Records for this exercise |
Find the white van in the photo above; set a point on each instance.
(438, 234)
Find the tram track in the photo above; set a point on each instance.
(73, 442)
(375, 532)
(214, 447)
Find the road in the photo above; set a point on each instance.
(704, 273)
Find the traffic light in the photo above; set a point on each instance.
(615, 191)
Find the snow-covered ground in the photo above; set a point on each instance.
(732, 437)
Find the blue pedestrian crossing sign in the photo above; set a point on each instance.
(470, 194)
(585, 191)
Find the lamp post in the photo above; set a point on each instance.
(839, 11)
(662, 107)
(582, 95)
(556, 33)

Given task | Can you write out every row above again, leaving the request lines unchanged but raising both numbers in each point coordinate by 70?

Problem solution |
Find the white van in the photo above; set a point on each instance.
(508, 304)
Find the tram track in the photo above; set a point on each instance.
(143, 512)
(445, 602)
(284, 517)
Find the road in the photo above; set a point on each instance.
(774, 343)
Find the traffic light in the photo above; set a point on each instance.
(685, 261)
Find the snow-covered ground in the photo above; set a point on each instance.
(802, 507)
Find the blue pedestrian crossing sign in the photo above; set a point on each instance.
(540, 264)
(655, 261)
Find the lamp post in the photo above; set a point on each instance.
(909, 81)
(732, 177)
(652, 165)
(626, 103)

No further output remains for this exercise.